_PAGE TEXT:_
.....

Article 29.If the commissioning party is in breach
of contract, thereby causing disruption, delay or failure of the research
and development work, it shall pay a penalty or damages.
If the party undertaking the research and development is in breach
of contract, thereby causing disruption, delay or failure of the research
and development work it shall, in addition to adopting remedial measures
for the continued performance of the contract, pay a penalty or damages.
Where failure of the research and development is caused, the party
shall refund all or part of the fee or remuneration for research and
development and shall pay a penalty or damages.
Article 30.A co-operative development contract refers
to a contract concluded between parties for the purposes of joint
research and development.
The primary obligations of all parties to a co-operative development
contract shall be:
(1) To invest (including the provision of technology as investment)
as stipulated by the contract;
(2) To share research and development work as stipulated by the contract;
and
(3) To co-operate and co-ordinate with the other parties to the contract
Article 31.If any one of the various parties to
co-operative development is in breach of the contract, thereby causing
disruption, delay or failure of the research and development work,
it shall pay a penalty or damages.
Article 32.The principles of ownership and sharing
of technical results arising out of the performance of a technology
contract are as follows;
(1) The right to apply for patent of a discovery or invention which
results from commissioned development shall, unless otherwise stipulated
by the contract, lie with the party which undertook the research and
development. If the party which undertook the research and development
obtains patent rights, the commissioning party may implement the patent
free of charge.
If the party which undertook the research and development transfers
its right to apply for patent of its discovery or invention, the commissioning
party may have the right of first refusal of such transfer.
(2) The right to apply for patent of a discovery or invention which
results from co-operative development shall, unless otherwise stipulated
by the contract, lie jointly with the parties to the joint development.
If one party transfers its joint rights of patent application, the
other party or parties may have the right of first refusal of such
transfer.
If one party to co-operative development declares the relinquishment
of its jointly-held patent application right, the other party may
submit a sole application, or the other parties may submit a joint
application. Once a patent right is granted, the party which relinquished
its patent application right may implement the patent free of charge.
If one party to a co-operative development does not agree to the patent
application, the other party or other parties shall not be allowed
to submit a patent application.
(3) The rights to utilize and transfer non-patented technical results
of commissioned or co-operative development, as well as details of
the method of distribution of profit shall be stipulated by the parties
in the contract. If the contract contains no stipulation, all parties
shall have the right to utilize or transfer the technical results.
The party commissioned to undertake the research and development may
not, however, transfer the results of the research and development
to a third party prior to handing those results over to the commissioning
party.
Article 33.The parties shall stipulate in the contract
the liability for risk in the case of total or partial failure of
the research and development due to insurmountable technical difficulties
during the performance of a technology development contract. If the
contract contains no stipulation, the parties shall each bear a reasonable
share of the liability.
If one party discovers the existence of one of the abovementioned
circumstances which could lead to the total or partial failure of
the research and development, it shall promptly notify the other party
and adopt appropriate measures to reduce the loss. If one party fails
to promptly notify the other party and to adopt appropriate measures,
thereby causing an increase in the loss, it shall bear liability for
the additional loss.

.....

_GIVEN DATA:_
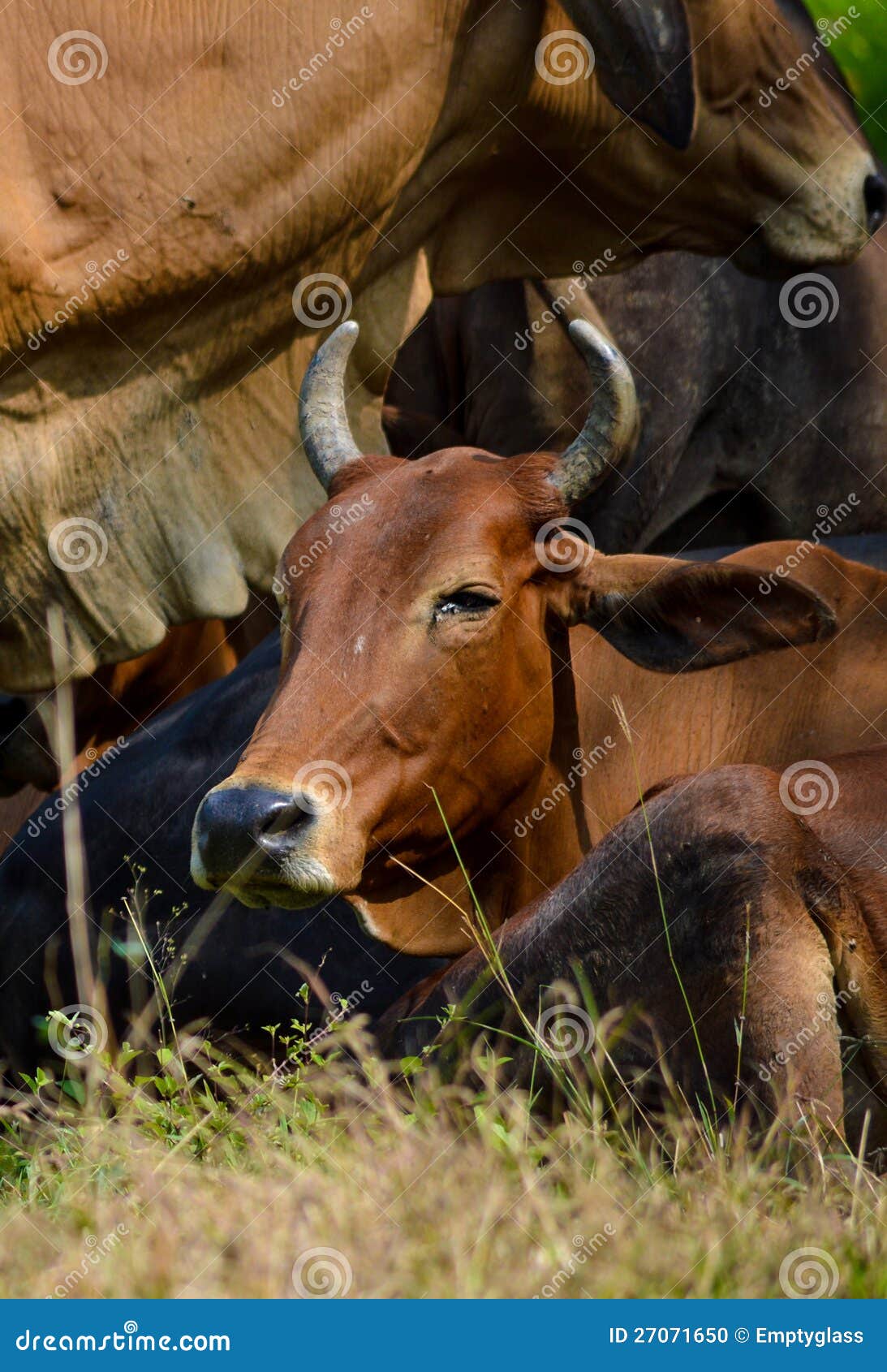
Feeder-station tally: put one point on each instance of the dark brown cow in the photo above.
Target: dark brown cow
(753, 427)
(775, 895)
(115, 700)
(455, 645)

.....

Repeat word for word the part of the passage on technology contracts that opens with the words containing "Article 29.If the" and closes with "and shall pay a penalty or damages.". The entries have no connection to the passage on technology contracts.

_ANSWER TO THE PROBLEM:_
Article 29.If the commissioning party is in breach
of contract, thereby causing disruption, delay or failure of the research
and development work, it shall pay a penalty or damages.
If the party undertaking the research and development is in breach
of contract, thereby causing disruption, delay or failure of the research
and development work it shall, in addition to adopting remedial measures
for the continued performance of the contract, pay a penalty or damages.
Where failure of the research and development is caused, the party
shall refund all or part of the fee or remuneration for research and
development and shall pay a penalty or damages.